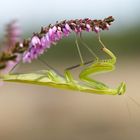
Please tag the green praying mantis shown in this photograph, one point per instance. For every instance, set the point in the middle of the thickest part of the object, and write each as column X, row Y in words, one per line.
column 89, row 85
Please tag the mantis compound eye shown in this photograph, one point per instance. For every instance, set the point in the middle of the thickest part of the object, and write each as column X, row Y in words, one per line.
column 122, row 88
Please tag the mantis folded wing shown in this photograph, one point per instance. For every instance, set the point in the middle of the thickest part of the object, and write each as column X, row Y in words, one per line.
column 51, row 78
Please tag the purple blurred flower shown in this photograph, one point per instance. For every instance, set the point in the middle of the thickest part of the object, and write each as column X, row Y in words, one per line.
column 96, row 29
column 88, row 28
--------
Written instruction:
Can you set out all the lines above as a JSON list of strings, one string per line, with blank lines dropped and the pictures left out?

Right answer:
[
  "Please tag the green praying mantis shown in this photograph, one point per instance. For every instance, set the point in the middle of the thickest part of the object, and write each as column X, row Y in words, one per line.",
  "column 89, row 85",
  "Please tag the mantis compound eye shown in this photograph, one point per instance. For every instance, set the point in the middle of the thickest part of the object, and write each as column X, row Y in words, one per line.",
  "column 122, row 88",
  "Please tag the mantis folded wing shown in this photograph, one point per instance. For every instance, set the point in the middle of the thickest part of the object, and write each as column X, row Y in words, one per line.",
  "column 51, row 78",
  "Please tag the purple blurred flower shown in this photograph, one point per instance. For every instance, set the point in the middle of the thickest part of the object, and write each as column X, row Y in words, one per line.",
  "column 96, row 29",
  "column 88, row 28"
]